Pick out every line below that contains the word "grass" and copy each of those lines. Only matches with the same uppercase and lowercase letters count.

* Start *

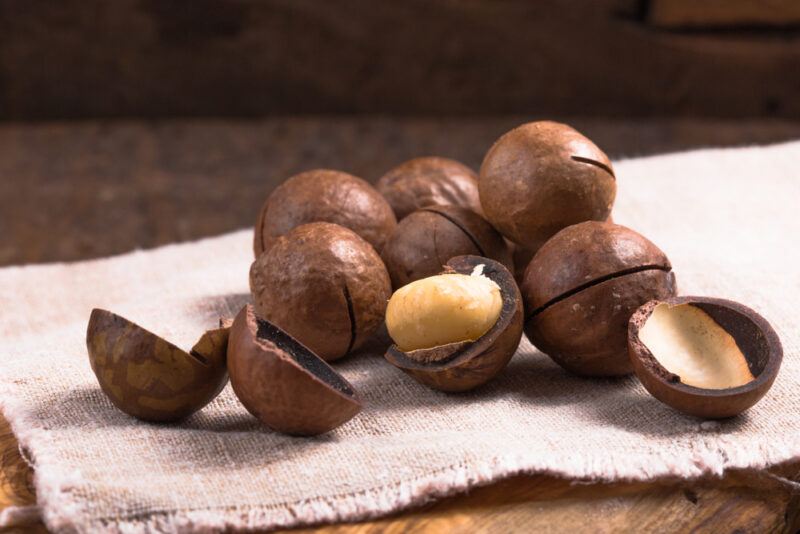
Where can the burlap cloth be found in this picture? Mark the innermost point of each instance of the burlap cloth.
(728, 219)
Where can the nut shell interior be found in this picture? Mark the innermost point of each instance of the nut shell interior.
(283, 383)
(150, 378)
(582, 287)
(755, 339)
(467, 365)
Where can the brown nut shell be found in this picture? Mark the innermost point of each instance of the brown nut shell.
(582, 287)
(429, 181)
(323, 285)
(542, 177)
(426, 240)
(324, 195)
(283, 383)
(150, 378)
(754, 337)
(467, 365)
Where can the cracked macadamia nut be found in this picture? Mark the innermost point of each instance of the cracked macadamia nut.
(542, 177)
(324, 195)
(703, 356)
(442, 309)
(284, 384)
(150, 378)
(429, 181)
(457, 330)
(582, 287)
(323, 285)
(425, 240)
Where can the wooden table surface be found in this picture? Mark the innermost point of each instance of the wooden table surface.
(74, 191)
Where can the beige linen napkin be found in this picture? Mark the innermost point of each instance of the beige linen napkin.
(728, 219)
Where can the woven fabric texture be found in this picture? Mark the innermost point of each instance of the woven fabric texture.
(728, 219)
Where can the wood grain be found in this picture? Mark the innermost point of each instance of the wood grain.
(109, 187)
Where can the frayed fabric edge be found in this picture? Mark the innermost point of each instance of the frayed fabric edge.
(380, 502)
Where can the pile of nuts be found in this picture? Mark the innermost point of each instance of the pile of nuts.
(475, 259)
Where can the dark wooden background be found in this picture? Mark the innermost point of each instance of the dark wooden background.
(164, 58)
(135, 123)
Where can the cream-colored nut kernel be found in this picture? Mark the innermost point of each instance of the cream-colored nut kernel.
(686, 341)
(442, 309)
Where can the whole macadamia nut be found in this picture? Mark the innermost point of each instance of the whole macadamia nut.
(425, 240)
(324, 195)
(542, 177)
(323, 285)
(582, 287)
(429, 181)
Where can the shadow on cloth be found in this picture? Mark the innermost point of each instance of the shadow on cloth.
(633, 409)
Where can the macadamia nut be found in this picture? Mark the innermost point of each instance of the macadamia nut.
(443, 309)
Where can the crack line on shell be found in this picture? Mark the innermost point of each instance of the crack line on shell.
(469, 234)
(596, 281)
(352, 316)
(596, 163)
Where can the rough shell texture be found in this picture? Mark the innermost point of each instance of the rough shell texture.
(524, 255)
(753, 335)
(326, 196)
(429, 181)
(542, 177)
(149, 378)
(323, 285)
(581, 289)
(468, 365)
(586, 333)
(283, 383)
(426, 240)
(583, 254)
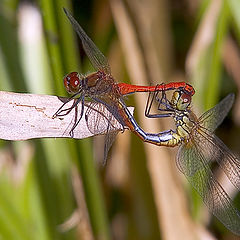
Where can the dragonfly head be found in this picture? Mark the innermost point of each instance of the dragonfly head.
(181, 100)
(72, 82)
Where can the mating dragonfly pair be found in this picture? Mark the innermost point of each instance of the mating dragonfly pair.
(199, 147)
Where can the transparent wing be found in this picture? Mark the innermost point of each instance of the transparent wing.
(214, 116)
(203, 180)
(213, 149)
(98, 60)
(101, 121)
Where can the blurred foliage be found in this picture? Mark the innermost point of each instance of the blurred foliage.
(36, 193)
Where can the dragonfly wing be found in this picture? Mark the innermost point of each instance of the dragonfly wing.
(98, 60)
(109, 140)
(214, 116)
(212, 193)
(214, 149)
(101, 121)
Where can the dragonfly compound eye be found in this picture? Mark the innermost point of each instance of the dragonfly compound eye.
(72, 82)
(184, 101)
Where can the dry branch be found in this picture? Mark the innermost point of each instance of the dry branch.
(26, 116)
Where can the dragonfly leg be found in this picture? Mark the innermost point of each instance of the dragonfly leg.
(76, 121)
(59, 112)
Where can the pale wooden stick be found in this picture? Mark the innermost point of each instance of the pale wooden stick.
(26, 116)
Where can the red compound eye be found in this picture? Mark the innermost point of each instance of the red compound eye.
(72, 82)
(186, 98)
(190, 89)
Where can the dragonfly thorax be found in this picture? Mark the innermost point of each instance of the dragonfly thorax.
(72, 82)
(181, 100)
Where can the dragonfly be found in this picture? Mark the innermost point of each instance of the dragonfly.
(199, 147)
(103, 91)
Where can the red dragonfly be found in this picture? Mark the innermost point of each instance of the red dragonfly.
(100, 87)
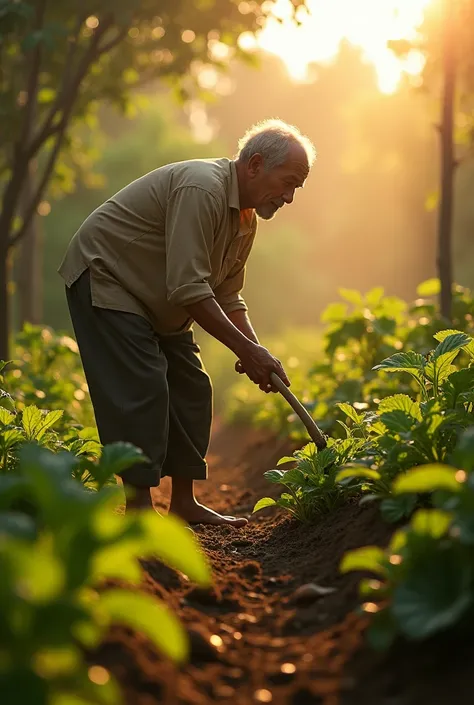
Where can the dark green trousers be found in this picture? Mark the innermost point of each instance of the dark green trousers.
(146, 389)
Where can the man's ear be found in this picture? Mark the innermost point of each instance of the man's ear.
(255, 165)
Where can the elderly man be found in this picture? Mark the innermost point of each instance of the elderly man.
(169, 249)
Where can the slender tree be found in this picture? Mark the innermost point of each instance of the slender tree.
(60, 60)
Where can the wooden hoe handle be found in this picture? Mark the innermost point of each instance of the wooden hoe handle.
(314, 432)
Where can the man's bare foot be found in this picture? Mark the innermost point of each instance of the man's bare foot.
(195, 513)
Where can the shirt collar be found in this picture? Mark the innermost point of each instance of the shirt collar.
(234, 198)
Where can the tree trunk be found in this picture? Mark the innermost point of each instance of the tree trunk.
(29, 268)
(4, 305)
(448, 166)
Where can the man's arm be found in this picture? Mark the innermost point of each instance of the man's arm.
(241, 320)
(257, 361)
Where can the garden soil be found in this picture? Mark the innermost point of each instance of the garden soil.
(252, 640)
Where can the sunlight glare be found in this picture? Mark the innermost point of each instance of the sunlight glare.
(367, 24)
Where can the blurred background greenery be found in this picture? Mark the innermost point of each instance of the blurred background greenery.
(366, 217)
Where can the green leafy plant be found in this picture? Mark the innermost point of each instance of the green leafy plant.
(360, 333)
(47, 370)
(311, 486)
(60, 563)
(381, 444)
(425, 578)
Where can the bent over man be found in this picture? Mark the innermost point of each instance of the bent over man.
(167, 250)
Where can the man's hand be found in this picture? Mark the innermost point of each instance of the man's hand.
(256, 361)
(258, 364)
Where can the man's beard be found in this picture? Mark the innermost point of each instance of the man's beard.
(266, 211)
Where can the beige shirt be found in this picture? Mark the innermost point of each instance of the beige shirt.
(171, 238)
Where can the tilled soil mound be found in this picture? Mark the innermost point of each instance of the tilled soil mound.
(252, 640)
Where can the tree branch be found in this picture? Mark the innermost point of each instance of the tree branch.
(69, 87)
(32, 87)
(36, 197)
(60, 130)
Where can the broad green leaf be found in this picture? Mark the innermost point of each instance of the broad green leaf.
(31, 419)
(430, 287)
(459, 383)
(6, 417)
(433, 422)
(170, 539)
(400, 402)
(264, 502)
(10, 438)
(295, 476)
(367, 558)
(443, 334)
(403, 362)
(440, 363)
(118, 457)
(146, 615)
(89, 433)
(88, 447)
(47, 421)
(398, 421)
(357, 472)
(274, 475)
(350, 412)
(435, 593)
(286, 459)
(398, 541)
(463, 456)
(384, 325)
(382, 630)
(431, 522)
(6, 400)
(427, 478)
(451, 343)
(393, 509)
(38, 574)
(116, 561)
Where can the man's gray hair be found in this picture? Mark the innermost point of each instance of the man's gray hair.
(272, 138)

* End *
* Start *

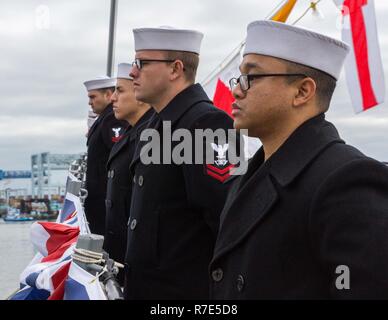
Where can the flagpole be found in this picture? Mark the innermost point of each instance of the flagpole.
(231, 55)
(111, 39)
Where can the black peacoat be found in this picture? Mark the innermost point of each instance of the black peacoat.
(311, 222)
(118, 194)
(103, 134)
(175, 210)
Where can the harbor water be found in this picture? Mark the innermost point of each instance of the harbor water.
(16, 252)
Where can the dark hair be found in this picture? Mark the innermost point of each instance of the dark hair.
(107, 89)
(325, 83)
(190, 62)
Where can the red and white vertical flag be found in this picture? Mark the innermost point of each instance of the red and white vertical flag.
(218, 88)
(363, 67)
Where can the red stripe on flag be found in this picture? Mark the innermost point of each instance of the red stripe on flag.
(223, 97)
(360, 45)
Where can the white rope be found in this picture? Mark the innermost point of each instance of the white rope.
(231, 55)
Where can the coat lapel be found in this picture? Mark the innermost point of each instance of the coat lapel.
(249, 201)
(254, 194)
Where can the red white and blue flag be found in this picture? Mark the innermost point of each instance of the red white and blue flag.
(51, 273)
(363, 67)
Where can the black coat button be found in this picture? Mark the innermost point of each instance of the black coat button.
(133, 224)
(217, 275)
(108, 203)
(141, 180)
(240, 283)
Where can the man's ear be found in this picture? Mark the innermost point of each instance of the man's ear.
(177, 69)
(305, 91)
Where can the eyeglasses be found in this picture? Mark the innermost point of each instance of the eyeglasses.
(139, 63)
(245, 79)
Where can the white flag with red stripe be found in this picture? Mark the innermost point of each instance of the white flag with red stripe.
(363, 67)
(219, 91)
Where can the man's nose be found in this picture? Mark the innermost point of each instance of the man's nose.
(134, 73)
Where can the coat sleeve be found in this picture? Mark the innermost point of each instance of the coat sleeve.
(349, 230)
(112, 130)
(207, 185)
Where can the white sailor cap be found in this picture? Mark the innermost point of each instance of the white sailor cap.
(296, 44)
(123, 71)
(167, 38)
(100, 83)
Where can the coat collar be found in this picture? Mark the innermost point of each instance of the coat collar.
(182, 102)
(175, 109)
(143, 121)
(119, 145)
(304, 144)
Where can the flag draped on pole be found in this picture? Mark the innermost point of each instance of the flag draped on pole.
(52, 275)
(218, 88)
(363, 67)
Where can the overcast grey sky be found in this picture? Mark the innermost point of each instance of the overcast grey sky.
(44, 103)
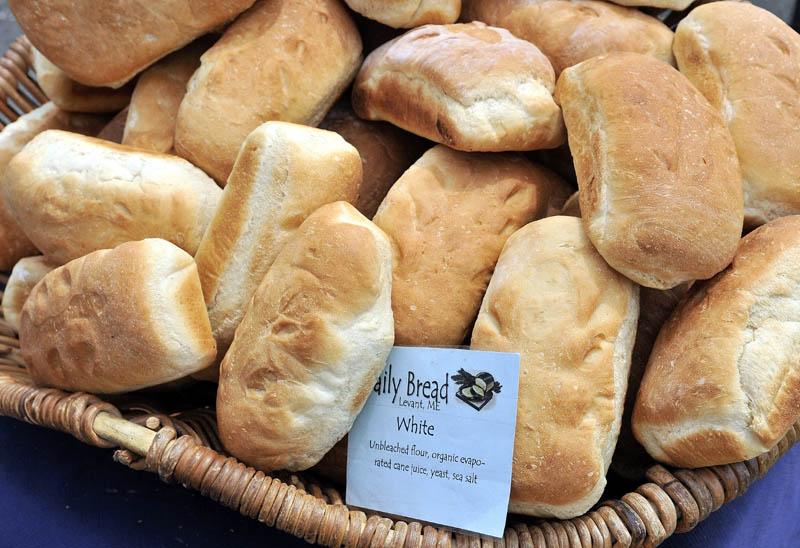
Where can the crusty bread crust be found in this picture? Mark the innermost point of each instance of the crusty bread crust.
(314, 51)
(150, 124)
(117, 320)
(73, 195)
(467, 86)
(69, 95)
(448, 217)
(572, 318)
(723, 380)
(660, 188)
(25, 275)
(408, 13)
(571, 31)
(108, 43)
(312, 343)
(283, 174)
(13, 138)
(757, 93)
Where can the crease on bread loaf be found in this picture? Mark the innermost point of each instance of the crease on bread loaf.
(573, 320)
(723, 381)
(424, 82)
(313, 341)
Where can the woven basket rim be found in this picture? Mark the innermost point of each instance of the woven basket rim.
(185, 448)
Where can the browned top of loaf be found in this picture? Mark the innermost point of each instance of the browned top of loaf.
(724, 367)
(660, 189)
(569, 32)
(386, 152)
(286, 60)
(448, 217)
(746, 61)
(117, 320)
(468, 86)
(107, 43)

* End *
* Start *

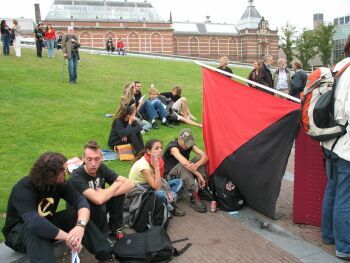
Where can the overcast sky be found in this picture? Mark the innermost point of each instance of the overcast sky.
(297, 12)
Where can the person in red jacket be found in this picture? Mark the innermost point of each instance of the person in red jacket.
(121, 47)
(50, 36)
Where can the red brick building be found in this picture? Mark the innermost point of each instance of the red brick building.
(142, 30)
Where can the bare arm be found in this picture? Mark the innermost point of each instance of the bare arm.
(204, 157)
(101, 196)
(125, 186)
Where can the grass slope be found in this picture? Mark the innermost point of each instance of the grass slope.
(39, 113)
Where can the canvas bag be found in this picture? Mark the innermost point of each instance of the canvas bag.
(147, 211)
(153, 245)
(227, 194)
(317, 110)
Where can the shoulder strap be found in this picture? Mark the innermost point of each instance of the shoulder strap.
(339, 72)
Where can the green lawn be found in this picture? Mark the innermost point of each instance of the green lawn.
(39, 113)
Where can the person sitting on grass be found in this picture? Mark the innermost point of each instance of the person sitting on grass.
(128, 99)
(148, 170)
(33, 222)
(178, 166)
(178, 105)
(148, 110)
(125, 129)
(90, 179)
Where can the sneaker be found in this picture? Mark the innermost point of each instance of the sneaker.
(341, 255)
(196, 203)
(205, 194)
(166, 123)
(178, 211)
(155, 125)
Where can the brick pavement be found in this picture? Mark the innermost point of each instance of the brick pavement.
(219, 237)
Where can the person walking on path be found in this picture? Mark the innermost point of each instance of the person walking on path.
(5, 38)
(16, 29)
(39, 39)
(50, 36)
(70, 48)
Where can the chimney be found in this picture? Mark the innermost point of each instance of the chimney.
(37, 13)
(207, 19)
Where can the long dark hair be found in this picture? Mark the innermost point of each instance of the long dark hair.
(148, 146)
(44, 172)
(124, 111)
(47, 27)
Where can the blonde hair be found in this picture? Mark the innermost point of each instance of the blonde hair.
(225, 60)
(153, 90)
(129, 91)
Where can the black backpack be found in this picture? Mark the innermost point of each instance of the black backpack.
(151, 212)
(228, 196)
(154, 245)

* End *

- SOLUTION TO THIS PROBLEM -
Where can the grass slope be found in this picture? Mark the innermost point of each instance of the grass slope.
Where can the person sitting on grass be found in this picture? Mark the innermost point of each instance of the person sitting on grass.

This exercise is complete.